__BRIEF__
From the rows below, gather every line that contains the word "leaf", and treat uppercase and lowercase as different.

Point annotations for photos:
※ ※ ※
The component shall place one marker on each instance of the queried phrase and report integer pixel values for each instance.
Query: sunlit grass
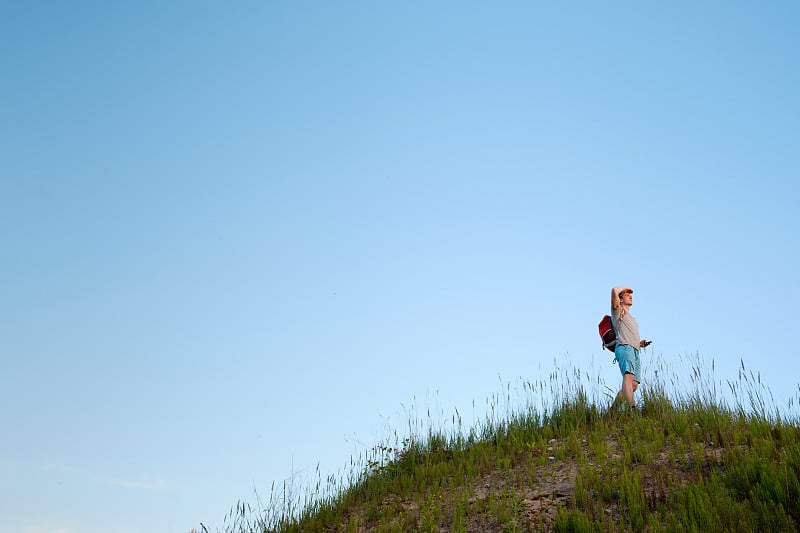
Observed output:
(553, 455)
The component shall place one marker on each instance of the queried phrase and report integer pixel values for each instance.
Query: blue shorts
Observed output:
(628, 358)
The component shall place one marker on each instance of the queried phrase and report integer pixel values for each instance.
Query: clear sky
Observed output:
(240, 239)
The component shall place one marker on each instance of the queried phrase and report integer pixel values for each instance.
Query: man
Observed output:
(628, 342)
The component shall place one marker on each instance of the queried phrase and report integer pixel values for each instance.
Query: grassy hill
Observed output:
(689, 459)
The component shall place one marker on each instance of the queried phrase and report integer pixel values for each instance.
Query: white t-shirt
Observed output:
(626, 327)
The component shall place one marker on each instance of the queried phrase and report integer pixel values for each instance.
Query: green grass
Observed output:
(556, 457)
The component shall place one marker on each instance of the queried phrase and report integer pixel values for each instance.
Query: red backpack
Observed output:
(607, 333)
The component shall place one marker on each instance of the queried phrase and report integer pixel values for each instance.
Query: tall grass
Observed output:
(555, 455)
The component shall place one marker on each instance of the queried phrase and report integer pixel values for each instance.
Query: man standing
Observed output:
(628, 342)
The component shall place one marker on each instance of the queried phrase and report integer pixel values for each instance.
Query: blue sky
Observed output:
(240, 241)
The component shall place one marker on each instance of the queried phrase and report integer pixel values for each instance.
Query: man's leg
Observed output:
(629, 385)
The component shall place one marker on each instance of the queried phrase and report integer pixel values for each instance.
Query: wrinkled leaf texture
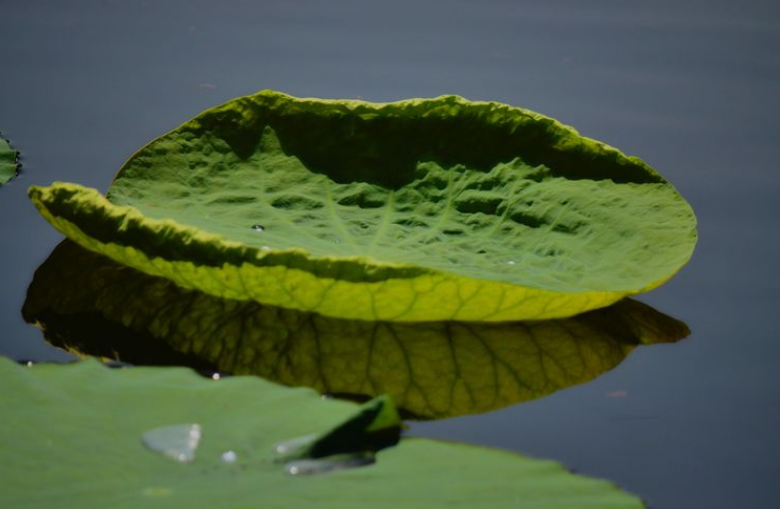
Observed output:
(71, 438)
(418, 210)
(90, 304)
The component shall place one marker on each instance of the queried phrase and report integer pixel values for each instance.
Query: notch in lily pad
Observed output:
(451, 190)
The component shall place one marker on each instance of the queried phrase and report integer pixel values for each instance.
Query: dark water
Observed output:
(691, 87)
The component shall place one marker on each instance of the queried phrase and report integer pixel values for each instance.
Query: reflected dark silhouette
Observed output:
(91, 305)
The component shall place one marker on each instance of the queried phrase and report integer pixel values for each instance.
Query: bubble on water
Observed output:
(178, 442)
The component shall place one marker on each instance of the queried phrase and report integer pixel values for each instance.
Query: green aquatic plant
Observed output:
(89, 304)
(9, 161)
(85, 436)
(419, 210)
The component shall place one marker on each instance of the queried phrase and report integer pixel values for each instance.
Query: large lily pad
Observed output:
(9, 161)
(84, 436)
(420, 210)
(88, 303)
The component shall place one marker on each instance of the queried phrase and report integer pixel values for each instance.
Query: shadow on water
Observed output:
(89, 304)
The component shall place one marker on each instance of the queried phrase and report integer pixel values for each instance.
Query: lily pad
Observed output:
(72, 437)
(90, 304)
(419, 210)
(9, 161)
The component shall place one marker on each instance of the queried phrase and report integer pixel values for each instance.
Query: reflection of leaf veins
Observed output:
(86, 302)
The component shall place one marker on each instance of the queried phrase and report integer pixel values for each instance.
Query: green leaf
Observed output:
(9, 165)
(91, 304)
(420, 210)
(78, 436)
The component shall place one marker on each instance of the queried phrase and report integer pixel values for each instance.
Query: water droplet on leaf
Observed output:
(177, 442)
(287, 447)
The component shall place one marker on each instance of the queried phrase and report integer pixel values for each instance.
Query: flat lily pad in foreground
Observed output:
(419, 210)
(73, 437)
(89, 304)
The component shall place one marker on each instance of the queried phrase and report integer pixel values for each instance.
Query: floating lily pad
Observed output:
(419, 210)
(71, 437)
(90, 304)
(9, 161)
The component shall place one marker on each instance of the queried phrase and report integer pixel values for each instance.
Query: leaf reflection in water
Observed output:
(87, 303)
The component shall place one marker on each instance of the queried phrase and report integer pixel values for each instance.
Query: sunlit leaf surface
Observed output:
(420, 210)
(73, 437)
(90, 304)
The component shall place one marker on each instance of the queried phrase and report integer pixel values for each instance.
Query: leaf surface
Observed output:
(420, 210)
(9, 165)
(88, 303)
(72, 436)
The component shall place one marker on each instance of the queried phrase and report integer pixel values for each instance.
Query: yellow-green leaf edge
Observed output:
(351, 287)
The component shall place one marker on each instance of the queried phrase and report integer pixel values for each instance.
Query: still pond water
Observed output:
(691, 87)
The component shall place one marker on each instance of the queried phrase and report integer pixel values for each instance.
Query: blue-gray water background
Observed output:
(692, 87)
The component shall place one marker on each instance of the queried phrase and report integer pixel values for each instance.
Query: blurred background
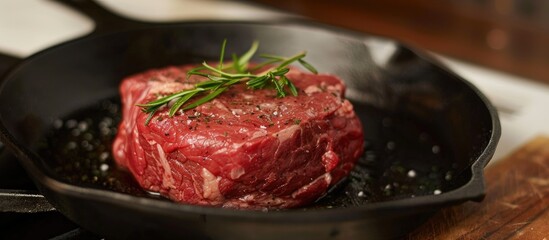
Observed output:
(500, 46)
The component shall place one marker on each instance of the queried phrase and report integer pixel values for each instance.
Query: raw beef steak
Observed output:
(244, 149)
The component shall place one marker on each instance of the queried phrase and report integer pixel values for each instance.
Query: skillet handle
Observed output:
(105, 20)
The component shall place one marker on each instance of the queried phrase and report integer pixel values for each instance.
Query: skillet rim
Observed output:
(471, 190)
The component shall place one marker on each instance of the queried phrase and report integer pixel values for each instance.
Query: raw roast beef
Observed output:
(244, 149)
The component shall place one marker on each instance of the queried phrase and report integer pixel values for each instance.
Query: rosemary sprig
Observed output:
(220, 78)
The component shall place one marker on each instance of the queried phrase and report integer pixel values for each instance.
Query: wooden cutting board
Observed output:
(516, 204)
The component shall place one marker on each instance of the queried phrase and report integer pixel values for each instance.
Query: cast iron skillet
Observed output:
(402, 96)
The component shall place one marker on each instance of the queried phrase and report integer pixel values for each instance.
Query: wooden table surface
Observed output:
(516, 204)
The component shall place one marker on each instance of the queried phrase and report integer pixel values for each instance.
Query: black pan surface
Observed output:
(429, 133)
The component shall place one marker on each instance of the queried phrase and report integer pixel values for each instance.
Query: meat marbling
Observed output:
(246, 148)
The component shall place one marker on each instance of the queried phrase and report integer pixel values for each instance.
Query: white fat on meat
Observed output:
(327, 177)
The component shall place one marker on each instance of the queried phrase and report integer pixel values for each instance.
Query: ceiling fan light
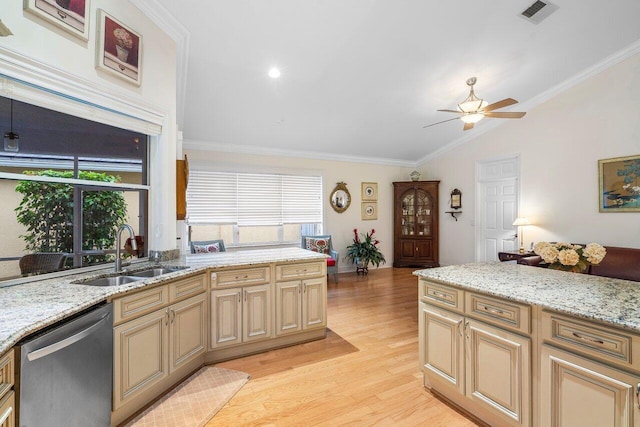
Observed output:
(472, 118)
(471, 105)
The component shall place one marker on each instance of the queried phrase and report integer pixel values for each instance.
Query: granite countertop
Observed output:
(29, 307)
(612, 301)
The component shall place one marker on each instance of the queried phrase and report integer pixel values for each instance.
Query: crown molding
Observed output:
(314, 155)
(33, 81)
(587, 73)
(181, 35)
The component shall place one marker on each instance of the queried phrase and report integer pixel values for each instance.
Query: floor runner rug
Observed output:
(195, 401)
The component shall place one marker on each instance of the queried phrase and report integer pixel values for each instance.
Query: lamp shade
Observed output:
(521, 221)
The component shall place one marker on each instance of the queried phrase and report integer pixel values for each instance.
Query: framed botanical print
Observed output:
(69, 15)
(119, 49)
(369, 191)
(619, 184)
(369, 210)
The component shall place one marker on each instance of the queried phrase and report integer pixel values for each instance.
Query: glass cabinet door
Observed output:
(408, 215)
(416, 214)
(423, 208)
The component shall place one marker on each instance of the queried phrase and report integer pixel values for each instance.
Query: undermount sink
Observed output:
(130, 277)
(158, 271)
(111, 281)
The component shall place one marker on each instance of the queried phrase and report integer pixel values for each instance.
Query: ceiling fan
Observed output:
(474, 109)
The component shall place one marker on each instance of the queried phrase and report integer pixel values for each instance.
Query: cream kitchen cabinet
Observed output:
(300, 305)
(590, 373)
(576, 391)
(141, 347)
(159, 336)
(260, 307)
(479, 364)
(240, 315)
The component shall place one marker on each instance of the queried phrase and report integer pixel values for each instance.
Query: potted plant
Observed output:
(364, 251)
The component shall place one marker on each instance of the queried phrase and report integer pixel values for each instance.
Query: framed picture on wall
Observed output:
(119, 49)
(69, 15)
(369, 210)
(369, 191)
(619, 184)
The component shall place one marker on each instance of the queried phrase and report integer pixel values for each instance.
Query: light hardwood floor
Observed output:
(366, 371)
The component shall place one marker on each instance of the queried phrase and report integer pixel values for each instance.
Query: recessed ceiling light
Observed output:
(274, 73)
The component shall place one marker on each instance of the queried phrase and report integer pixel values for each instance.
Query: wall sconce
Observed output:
(11, 138)
(520, 222)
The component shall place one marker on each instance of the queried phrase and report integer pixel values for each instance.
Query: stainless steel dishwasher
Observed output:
(66, 373)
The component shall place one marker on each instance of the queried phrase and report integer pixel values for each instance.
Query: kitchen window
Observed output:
(253, 209)
(66, 184)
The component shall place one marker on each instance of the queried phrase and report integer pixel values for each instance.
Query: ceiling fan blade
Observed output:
(437, 123)
(506, 115)
(500, 104)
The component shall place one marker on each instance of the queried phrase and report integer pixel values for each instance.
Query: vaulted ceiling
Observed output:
(360, 78)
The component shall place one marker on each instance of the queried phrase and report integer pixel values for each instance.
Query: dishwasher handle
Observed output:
(45, 351)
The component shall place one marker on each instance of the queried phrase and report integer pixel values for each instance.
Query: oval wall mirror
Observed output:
(340, 198)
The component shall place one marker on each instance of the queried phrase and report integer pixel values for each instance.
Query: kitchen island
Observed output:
(29, 307)
(516, 345)
(212, 307)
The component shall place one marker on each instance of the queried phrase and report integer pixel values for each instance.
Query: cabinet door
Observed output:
(187, 330)
(8, 410)
(141, 351)
(256, 313)
(498, 373)
(288, 307)
(226, 317)
(579, 392)
(441, 346)
(424, 250)
(314, 308)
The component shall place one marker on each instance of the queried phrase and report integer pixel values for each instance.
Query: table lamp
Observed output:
(521, 222)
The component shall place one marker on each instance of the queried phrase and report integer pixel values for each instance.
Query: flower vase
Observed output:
(362, 267)
(123, 54)
(578, 268)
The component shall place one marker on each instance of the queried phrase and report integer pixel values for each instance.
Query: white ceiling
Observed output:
(360, 78)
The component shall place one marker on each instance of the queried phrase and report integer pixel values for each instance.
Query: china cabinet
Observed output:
(415, 224)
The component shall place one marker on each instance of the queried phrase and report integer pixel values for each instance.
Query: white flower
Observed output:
(549, 254)
(594, 253)
(568, 257)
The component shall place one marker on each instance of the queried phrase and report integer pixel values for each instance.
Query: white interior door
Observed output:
(497, 207)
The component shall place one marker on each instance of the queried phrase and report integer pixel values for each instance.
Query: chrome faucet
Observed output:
(134, 244)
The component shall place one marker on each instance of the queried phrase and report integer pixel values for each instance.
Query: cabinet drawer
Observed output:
(301, 270)
(8, 410)
(186, 288)
(499, 312)
(143, 302)
(441, 295)
(590, 339)
(242, 277)
(6, 372)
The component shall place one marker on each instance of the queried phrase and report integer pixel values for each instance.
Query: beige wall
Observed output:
(340, 226)
(559, 143)
(61, 62)
(48, 44)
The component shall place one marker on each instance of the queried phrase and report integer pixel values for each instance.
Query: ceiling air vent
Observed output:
(538, 11)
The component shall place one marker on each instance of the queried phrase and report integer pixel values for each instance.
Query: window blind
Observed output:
(249, 199)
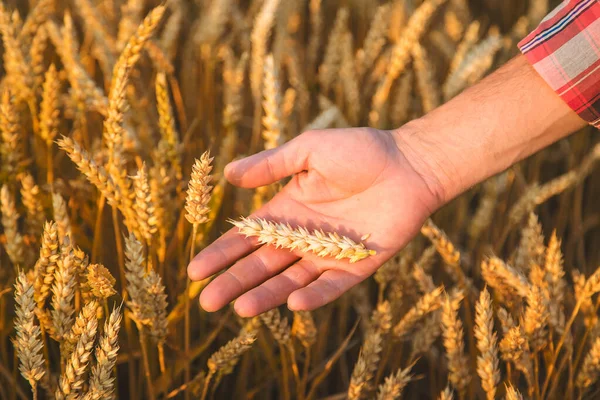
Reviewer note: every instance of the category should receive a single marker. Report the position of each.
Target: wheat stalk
(366, 366)
(14, 245)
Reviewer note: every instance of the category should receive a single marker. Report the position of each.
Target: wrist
(425, 157)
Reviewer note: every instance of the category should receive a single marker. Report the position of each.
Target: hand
(352, 181)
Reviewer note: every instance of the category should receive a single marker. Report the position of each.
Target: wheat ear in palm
(323, 244)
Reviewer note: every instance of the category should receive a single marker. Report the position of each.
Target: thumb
(269, 166)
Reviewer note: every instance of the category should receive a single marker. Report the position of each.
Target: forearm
(508, 116)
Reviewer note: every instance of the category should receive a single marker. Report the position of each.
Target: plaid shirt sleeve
(565, 50)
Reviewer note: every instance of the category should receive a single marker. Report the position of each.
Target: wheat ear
(28, 344)
(487, 361)
(102, 381)
(321, 243)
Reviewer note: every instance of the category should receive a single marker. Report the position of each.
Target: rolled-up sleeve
(565, 50)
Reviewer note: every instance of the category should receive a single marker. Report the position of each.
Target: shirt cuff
(565, 50)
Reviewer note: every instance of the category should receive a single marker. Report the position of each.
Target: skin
(383, 183)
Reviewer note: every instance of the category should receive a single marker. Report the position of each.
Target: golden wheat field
(117, 118)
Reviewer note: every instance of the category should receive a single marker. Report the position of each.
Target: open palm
(352, 181)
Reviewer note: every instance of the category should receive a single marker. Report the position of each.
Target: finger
(269, 166)
(222, 253)
(244, 275)
(276, 290)
(328, 287)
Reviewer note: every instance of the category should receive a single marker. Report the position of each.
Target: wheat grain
(198, 193)
(28, 344)
(318, 242)
(101, 379)
(487, 361)
(453, 335)
(72, 380)
(225, 359)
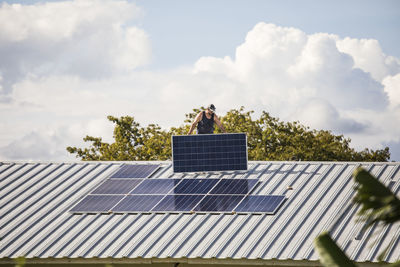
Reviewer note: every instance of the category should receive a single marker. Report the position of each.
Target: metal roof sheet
(36, 197)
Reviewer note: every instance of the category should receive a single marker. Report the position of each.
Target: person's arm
(195, 122)
(217, 121)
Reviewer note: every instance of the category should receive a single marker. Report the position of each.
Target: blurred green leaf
(378, 203)
(330, 255)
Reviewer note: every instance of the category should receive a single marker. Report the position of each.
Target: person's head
(211, 108)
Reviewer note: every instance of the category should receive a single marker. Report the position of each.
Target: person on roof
(205, 121)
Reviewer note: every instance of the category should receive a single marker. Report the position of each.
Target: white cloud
(88, 38)
(392, 88)
(368, 56)
(284, 71)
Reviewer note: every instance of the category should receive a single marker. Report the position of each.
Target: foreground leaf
(330, 255)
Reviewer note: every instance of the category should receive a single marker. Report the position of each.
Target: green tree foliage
(268, 139)
(330, 254)
(378, 205)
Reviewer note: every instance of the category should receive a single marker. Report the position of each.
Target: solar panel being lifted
(209, 152)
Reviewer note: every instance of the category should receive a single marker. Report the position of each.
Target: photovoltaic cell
(156, 186)
(267, 204)
(234, 186)
(117, 186)
(96, 203)
(209, 152)
(137, 203)
(135, 171)
(219, 203)
(178, 203)
(195, 186)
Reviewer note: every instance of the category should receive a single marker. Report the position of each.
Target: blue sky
(183, 31)
(66, 65)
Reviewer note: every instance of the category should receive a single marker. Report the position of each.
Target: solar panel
(266, 204)
(234, 186)
(155, 186)
(137, 203)
(195, 186)
(178, 203)
(117, 186)
(209, 152)
(178, 195)
(97, 203)
(219, 203)
(135, 171)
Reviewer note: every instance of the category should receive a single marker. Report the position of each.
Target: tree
(268, 139)
(378, 205)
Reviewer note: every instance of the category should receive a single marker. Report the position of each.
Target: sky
(66, 65)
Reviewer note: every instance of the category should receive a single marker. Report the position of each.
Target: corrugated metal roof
(35, 222)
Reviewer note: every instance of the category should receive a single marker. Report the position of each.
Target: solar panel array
(209, 152)
(128, 194)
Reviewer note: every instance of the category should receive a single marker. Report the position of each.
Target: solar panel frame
(222, 156)
(146, 187)
(136, 203)
(217, 190)
(190, 201)
(142, 171)
(218, 203)
(118, 186)
(204, 188)
(108, 201)
(274, 202)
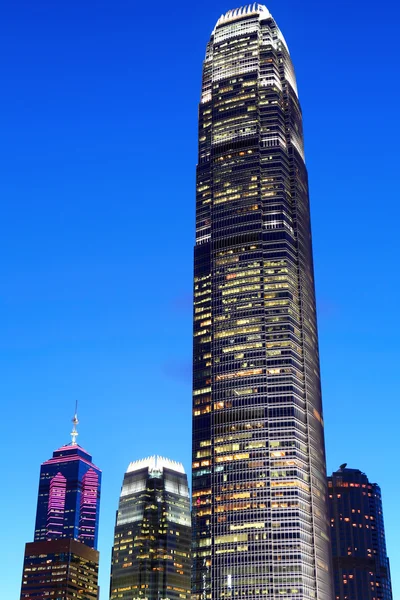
※ ※ ※
__THE COMPLETED TASK__
Query: wrinkled leaf texture
Query: reflection of leaf veins
Query: green leaf
Query: water droplet on leaf
Query: leaf reflection in water
Query: sunlit leaf surface
Query: leaf surface
Query: yellow-green leaf edge
Target: blurred green leaf
Target: foreground leaf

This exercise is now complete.